Data items:
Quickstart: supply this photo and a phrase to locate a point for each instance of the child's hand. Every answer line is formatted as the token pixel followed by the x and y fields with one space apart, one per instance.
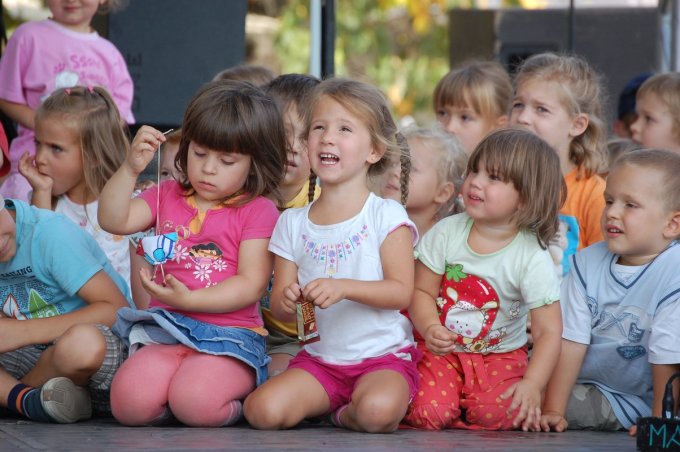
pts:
pixel 28 169
pixel 439 339
pixel 290 297
pixel 143 147
pixel 553 421
pixel 173 293
pixel 527 397
pixel 324 292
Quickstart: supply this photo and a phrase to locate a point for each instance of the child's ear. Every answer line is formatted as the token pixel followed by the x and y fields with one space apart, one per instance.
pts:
pixel 579 124
pixel 672 229
pixel 446 191
pixel 502 121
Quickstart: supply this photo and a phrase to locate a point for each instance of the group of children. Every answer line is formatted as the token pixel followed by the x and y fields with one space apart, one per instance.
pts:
pixel 301 191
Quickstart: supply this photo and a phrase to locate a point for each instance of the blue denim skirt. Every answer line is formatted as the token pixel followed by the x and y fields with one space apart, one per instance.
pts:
pixel 157 325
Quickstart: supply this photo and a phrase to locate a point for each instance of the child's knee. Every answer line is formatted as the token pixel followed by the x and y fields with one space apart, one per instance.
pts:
pixel 377 413
pixel 263 413
pixel 432 416
pixel 81 348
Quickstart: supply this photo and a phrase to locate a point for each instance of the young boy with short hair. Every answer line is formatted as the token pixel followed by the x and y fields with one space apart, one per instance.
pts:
pixel 621 303
pixel 59 295
pixel 658 109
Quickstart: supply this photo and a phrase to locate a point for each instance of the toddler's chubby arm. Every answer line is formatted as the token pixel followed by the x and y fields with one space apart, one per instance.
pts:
pixel 394 291
pixel 21 113
pixel 241 290
pixel 546 325
pixel 41 184
pixel 118 213
pixel 561 382
pixel 103 299
pixel 423 312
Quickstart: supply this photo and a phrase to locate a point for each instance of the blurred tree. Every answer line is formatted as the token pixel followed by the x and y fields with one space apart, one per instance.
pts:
pixel 400 45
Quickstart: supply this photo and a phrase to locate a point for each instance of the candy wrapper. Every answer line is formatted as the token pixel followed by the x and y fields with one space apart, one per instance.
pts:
pixel 306 322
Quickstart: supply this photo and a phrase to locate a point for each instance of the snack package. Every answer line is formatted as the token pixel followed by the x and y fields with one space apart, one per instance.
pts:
pixel 306 322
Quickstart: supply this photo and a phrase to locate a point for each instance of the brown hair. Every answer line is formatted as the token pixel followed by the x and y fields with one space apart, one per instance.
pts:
pixel 369 104
pixel 484 86
pixel 101 131
pixel 666 87
pixel 252 73
pixel 665 162
pixel 237 117
pixel 581 93
pixel 533 167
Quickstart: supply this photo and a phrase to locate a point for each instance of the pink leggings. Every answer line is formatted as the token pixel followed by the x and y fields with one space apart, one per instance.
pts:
pixel 461 390
pixel 198 388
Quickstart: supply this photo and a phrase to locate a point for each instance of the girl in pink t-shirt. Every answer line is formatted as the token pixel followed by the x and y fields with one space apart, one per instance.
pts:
pixel 202 336
pixel 60 52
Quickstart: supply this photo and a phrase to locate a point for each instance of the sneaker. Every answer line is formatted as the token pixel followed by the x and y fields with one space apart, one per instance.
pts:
pixel 65 402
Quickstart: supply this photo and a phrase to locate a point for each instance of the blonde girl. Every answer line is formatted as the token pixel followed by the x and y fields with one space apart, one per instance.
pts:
pixel 437 165
pixel 350 254
pixel 558 97
pixel 203 340
pixel 80 142
pixel 478 275
pixel 473 100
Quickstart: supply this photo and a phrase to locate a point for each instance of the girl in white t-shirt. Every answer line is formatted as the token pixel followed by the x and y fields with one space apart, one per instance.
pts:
pixel 80 142
pixel 478 276
pixel 350 254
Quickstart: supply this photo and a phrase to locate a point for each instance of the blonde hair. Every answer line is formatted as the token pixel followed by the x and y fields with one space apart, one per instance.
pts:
pixel 533 167
pixel 100 129
pixel 665 162
pixel 581 93
pixel 451 161
pixel 666 87
pixel 484 86
pixel 370 105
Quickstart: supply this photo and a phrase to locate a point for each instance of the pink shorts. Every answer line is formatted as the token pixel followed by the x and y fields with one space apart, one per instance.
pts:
pixel 339 381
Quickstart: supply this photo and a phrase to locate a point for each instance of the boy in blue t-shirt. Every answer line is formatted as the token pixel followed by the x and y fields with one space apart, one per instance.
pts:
pixel 58 297
pixel 621 304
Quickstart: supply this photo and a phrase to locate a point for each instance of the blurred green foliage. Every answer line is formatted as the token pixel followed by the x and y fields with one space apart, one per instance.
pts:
pixel 400 45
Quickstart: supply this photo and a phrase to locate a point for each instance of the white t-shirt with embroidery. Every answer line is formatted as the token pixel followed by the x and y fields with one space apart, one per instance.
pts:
pixel 350 332
pixel 116 247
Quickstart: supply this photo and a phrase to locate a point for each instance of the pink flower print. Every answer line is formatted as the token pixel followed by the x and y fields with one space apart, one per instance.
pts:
pixel 219 265
pixel 181 253
pixel 202 273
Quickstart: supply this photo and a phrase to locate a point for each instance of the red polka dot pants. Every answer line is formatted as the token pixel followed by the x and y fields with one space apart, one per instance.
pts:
pixel 462 390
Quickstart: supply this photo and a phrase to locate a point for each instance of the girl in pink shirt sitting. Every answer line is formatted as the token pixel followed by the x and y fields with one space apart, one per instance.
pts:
pixel 203 343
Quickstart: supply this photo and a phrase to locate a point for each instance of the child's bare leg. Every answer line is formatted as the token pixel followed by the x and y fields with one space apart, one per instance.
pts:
pixel 278 364
pixel 286 400
pixel 379 403
pixel 78 354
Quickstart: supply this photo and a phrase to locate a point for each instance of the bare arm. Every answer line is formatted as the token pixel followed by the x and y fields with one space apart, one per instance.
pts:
pixel 118 213
pixel 394 291
pixel 239 291
pixel 560 384
pixel 21 113
pixel 103 299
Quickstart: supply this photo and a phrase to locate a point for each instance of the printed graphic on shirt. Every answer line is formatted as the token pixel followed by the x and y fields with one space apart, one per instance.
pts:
pixel 29 299
pixel 623 327
pixel 468 306
pixel 205 259
pixel 332 255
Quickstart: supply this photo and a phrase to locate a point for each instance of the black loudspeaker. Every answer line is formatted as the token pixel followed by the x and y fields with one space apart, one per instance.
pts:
pixel 619 43
pixel 172 47
pixel 661 433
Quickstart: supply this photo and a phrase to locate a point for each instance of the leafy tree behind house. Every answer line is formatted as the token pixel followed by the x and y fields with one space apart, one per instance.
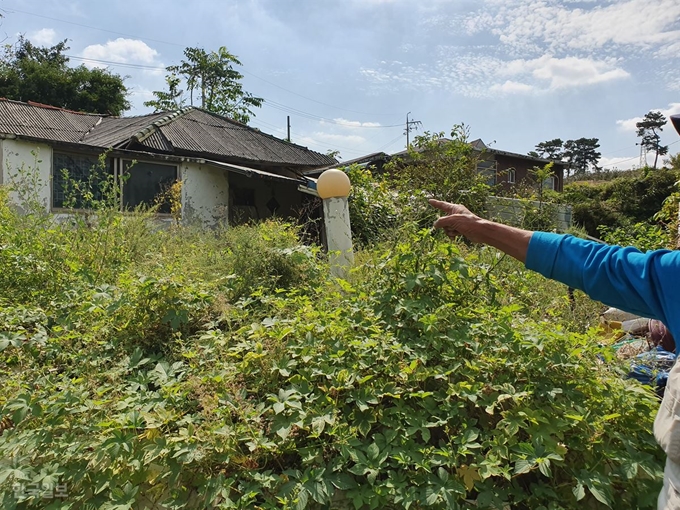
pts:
pixel 42 74
pixel 580 155
pixel 649 129
pixel 211 81
pixel 551 149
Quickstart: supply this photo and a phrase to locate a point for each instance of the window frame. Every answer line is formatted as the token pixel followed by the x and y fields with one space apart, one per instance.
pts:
pixel 117 168
pixel 122 169
pixel 55 172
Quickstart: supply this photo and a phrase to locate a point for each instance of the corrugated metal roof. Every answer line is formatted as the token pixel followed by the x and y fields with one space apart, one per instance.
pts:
pixel 252 172
pixel 201 132
pixel 116 131
pixel 186 132
pixel 44 122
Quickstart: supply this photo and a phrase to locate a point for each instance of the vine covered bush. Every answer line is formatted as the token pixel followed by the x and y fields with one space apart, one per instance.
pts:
pixel 228 370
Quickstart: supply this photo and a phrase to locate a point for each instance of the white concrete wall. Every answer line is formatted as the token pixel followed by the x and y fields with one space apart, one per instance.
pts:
pixel 27 167
pixel 205 194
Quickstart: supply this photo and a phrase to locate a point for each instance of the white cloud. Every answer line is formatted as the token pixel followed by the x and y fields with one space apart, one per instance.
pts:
pixel 629 124
pixel 622 163
pixel 121 50
pixel 512 87
pixel 474 75
pixel 355 123
pixel 560 26
pixel 43 37
pixel 566 72
pixel 321 136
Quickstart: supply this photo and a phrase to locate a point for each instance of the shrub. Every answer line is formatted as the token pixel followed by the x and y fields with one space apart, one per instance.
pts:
pixel 423 381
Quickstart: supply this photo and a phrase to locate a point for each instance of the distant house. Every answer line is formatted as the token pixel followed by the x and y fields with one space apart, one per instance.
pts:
pixel 501 167
pixel 510 168
pixel 228 170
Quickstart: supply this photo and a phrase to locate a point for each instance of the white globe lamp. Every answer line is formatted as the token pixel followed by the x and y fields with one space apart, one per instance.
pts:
pixel 333 184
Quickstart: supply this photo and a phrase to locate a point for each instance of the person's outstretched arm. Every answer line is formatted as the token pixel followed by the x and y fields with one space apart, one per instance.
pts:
pixel 460 221
pixel 647 284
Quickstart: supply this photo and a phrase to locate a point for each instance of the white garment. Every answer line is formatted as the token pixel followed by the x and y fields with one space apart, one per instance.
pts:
pixel 667 433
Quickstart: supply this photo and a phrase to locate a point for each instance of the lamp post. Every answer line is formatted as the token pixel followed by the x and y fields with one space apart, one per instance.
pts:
pixel 333 187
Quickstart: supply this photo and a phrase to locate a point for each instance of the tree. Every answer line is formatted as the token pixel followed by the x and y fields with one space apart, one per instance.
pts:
pixel 552 149
pixel 173 99
pixel 581 154
pixel 649 129
pixel 42 74
pixel 212 78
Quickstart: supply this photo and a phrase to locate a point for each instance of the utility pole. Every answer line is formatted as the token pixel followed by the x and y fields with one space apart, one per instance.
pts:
pixel 410 126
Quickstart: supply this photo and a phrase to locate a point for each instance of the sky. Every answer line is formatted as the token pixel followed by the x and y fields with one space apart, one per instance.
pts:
pixel 348 72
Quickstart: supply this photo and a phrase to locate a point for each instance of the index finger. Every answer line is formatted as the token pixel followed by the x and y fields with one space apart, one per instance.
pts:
pixel 443 206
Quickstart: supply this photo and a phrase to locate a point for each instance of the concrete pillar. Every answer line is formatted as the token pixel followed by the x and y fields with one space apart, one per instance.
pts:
pixel 338 235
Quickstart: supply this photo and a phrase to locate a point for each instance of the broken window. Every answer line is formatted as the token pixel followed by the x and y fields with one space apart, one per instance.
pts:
pixel 244 197
pixel 146 183
pixel 78 179
pixel 487 167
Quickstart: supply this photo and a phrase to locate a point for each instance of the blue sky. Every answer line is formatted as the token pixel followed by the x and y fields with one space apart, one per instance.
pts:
pixel 517 72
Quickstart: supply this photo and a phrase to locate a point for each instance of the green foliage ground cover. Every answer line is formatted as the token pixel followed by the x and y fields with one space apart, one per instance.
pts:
pixel 625 202
pixel 168 368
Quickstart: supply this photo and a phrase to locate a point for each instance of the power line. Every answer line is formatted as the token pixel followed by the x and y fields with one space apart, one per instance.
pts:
pixel 9 9
pixel 116 64
pixel 268 102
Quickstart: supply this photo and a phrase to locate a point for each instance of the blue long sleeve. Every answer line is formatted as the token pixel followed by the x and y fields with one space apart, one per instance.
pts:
pixel 647 284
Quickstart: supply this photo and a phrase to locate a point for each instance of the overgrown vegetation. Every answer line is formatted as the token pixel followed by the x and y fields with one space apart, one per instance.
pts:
pixel 626 203
pixel 171 368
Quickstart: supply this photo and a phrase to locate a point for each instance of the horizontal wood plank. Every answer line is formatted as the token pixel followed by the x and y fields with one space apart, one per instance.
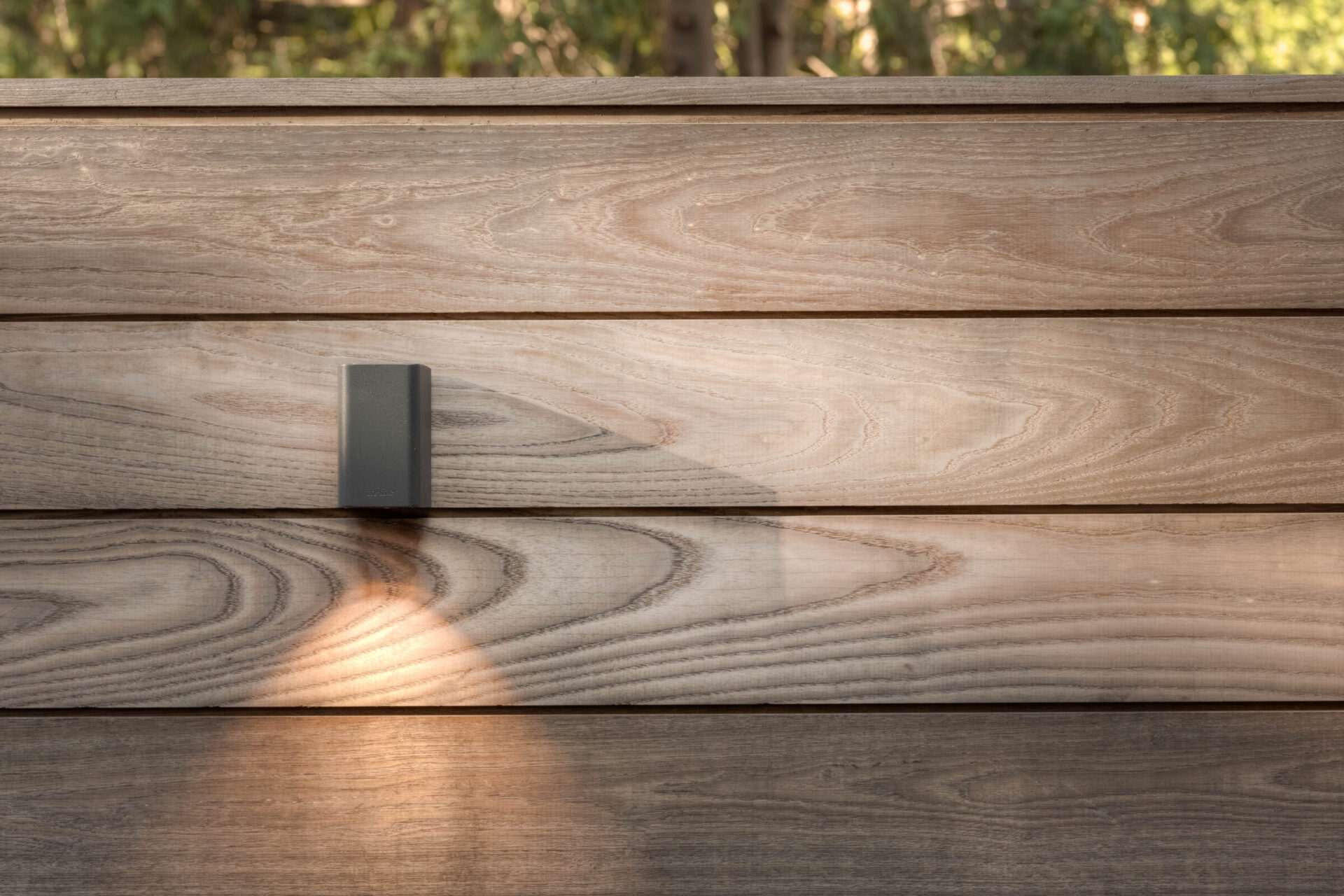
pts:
pixel 645 216
pixel 1246 804
pixel 590 610
pixel 668 92
pixel 704 413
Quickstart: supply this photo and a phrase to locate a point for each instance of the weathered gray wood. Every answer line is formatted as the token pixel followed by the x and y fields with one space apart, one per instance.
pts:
pixel 650 216
pixel 1226 804
pixel 553 610
pixel 704 413
pixel 671 92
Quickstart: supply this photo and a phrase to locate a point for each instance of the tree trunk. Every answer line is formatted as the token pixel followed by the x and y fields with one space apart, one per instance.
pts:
pixel 689 38
pixel 749 42
pixel 776 36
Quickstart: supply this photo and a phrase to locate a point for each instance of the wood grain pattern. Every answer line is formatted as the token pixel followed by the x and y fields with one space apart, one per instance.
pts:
pixel 634 413
pixel 638 214
pixel 670 92
pixel 1246 804
pixel 836 609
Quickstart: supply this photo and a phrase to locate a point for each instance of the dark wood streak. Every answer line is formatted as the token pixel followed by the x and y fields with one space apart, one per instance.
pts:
pixel 553 610
pixel 1126 804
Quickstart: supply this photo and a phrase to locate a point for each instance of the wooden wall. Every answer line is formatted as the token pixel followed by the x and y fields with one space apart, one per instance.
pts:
pixel 875 486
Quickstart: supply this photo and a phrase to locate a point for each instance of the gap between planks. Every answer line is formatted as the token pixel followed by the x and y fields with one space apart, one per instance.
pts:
pixel 664 316
pixel 732 511
pixel 692 710
pixel 708 113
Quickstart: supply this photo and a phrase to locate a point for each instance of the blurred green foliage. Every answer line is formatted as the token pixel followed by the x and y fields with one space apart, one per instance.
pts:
pixel 262 38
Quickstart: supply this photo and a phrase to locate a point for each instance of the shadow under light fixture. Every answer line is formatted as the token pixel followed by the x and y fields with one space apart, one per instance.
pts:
pixel 385 424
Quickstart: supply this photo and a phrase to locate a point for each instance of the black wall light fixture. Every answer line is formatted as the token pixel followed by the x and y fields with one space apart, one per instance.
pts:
pixel 385 425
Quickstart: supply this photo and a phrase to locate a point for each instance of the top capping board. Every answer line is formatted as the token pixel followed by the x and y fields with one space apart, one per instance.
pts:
pixel 670 92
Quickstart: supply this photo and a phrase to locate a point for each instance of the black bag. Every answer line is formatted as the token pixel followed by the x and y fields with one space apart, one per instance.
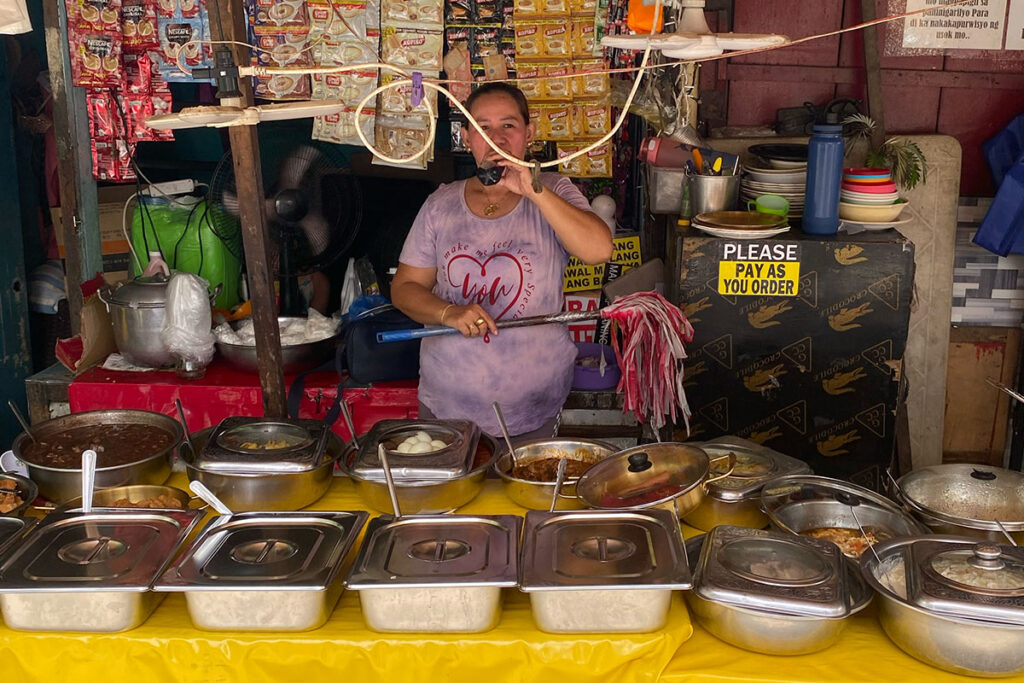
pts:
pixel 368 360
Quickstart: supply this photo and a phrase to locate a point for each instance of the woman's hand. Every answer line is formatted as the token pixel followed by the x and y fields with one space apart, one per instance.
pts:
pixel 470 321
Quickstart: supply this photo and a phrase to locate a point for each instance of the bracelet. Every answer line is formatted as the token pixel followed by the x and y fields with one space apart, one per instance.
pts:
pixel 444 311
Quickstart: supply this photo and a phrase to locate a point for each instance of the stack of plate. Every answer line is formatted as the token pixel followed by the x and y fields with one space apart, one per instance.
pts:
pixel 740 224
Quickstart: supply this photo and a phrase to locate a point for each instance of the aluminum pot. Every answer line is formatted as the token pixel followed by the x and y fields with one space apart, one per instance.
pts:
pixel 773 633
pixel 537 495
pixel 426 497
pixel 958 645
pixel 264 492
pixel 966 500
pixel 671 476
pixel 59 484
pixel 138 310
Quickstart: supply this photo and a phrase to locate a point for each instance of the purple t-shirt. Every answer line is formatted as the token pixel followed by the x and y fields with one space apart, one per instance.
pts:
pixel 513 267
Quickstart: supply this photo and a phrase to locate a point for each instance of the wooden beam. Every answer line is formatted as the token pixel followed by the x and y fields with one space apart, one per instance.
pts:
pixel 249 185
pixel 79 212
pixel 890 77
pixel 876 108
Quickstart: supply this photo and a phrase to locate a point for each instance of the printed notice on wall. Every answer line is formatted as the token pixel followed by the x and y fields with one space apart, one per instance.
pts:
pixel 1015 26
pixel 978 25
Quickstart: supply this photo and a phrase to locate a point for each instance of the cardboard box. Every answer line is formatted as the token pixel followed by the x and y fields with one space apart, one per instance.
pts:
pixel 811 368
pixel 580 276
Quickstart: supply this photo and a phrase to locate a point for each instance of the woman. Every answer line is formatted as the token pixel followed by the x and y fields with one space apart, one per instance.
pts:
pixel 477 254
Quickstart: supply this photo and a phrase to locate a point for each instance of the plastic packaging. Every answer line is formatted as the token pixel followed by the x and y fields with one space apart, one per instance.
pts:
pixel 824 173
pixel 186 332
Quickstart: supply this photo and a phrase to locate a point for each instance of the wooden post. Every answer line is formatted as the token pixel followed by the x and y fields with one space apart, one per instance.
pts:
pixel 876 107
pixel 79 213
pixel 228 24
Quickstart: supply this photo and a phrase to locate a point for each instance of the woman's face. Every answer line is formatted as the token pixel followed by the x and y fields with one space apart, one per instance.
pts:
pixel 500 117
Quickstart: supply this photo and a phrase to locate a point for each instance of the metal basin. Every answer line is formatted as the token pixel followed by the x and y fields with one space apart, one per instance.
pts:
pixel 267 492
pixel 957 645
pixel 773 633
pixel 537 495
pixel 426 497
pixel 59 484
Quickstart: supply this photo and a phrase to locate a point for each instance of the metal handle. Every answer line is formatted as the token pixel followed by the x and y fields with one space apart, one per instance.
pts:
pixel 732 465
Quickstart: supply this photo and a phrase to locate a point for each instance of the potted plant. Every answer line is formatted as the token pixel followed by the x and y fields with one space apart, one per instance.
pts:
pixel 898 154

**EXERCISE AIM**
Print the lines from the beginning of the records up to and including the line containing "the child's ear.", word for word, with no pictures.

**EXPECTED ANSWER**
Quickstart: supply this photo and a phrase to locate a point for each instance of the child's hand. Every answer line is formatted as the token pixel followed by the x and y fields with one space apart, one per instance.
pts:
pixel 28 169
pixel 439 339
pixel 290 297
pixel 143 147
pixel 553 421
pixel 173 293
pixel 527 397
pixel 324 292
Quickstart: supply this photo and a phrase to locate a point for each instance of the child's ear. Every answer line is formatted as the token pixel followed by the x and y fields with one space apart, one per instance.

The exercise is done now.